• Liste des consignes:
[a] D'après l'extrait sur L'Île nue, à quel film de 1922 l'approche de Kaneto Shindo est-elle comparée ?
[b] Reprenez le texte sur L'Île nue de Kaneto Shindo et poursuivez-le après sa dernière phrase.

• Extrait cité:
⟨

L’Ile nue (Hadaka no shima) de Kaneto Shindo (1960)

Né d’une famille paysanne, Kaneto Shindo a longtemps observé le dur labeur de la terre par ses parents.
A l’aube des années 60, sa société de production affronte de lourdes difficultés économiques qui l’empêchent de se lancer dans un nouveau projet. Le cinéaste rassemble ce qui lui reste de moyens  et tourne L’île nue avec un budget dérisoire, loin des studios de Tokyo.

Kaneto Shindo plante sa caméra sur une île aride de l’archipel de Setonakaï et filme une famille de paysans dans son laborieux travail de la terre. L’approche presque documentaire de Shindo rappelle inévitablement Nanouk l’esquimau de Robert Flaherty (1922). Shindo pose sur ses personnages un regard qui est sans doute celui qu’il devait avoir sur le labeur de ses propres parents. La caméra observe le moindre geste, fait ressentir la lourdeur des sceaux d’eau que les deux parents transportent. L’île nue n’est pourtant pas un documentaire. Shindo revient à un cinéma épuré, contemplatif et muet, ou l’émotion ne peut-être transmise que par l’expressivité des acteurs, les corps qui se plient, les souffrances qu’ils endurent et que l’on devine.

⟩

• Données fournies:
⟨

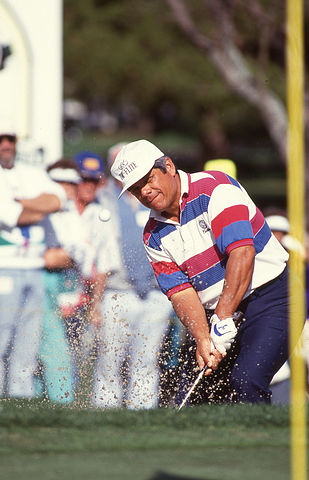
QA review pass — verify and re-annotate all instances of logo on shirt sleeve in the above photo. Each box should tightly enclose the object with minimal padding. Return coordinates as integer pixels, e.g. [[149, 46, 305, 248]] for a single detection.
[[198, 219, 210, 233]]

⟩

• Liste des réponses:
[a] À Nanouk l'esquimau de Robert Flaherty.

[b]
Le cinéaste a fait le choix d’un film assez radical, sans le moindre dialogue, avec une narration simple et sans véritable enjeux. Shindo donne à voir la réalité du quotidien de ses paysans, comment la survie des habitants de l’île dépend entièrement de la culture des terres. Et si dans un premier temps, le rythme est lancinant et répétitif, la patience du spectateur n’est jamais éprouvée.

Shindo insère divers éléments simples (un sceau renversé, la pêche d’un poisson, …) qui permettent de déployer l’émotion. En collant son regard si près de ses acteurs, Shindo parvient à instaurer une véritable empathie entre le spectateurs et les personnages. Il ne  tombe pas pour autant dans une logique dégoulinante de compassion, malgré la musique, belle mais trop appuyée, et malgré la tragédie qui se joue sous nos yeux. L’équilibre est très fragile mais reste finalement bien tenu.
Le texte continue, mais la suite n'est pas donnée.